> [OBJECTIVE] Copy out, word for word, everything in the items below from the line containing "the green grass" down to the line containing "pixel 1239 680", including both of those lines.
== EXTRACTED RECORDS
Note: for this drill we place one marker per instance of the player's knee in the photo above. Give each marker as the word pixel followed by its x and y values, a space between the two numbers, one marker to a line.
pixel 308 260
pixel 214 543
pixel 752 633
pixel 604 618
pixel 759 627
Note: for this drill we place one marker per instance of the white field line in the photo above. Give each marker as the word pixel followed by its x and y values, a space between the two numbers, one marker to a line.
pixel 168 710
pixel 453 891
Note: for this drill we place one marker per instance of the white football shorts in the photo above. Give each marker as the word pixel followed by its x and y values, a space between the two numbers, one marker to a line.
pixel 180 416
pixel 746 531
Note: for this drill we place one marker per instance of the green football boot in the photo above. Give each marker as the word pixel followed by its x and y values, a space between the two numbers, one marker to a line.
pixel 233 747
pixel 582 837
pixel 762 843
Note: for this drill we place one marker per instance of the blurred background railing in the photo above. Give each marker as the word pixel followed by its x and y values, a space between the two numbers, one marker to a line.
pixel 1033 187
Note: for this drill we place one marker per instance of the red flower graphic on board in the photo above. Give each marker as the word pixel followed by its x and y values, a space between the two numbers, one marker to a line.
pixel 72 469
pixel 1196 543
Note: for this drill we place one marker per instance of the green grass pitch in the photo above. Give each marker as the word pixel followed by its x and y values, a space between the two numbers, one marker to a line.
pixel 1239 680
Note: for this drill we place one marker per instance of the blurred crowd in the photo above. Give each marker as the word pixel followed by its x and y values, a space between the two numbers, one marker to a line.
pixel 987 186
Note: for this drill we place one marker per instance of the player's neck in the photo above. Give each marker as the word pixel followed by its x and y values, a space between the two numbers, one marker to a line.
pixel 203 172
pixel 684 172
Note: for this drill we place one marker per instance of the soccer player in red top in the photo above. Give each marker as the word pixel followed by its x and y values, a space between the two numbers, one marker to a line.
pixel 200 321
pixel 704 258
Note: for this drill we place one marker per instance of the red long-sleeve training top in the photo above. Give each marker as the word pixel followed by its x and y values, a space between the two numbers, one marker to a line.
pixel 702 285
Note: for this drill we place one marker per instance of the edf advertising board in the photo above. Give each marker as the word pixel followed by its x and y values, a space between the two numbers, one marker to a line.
====
> [SOLUTION BELOW]
Note: for this drill we place one marker per instance of the green grass pitch in the photo above. Give each marker as the word pixel followed by its x and y values, a space between the two numbers, one marker to a line.
pixel 1239 680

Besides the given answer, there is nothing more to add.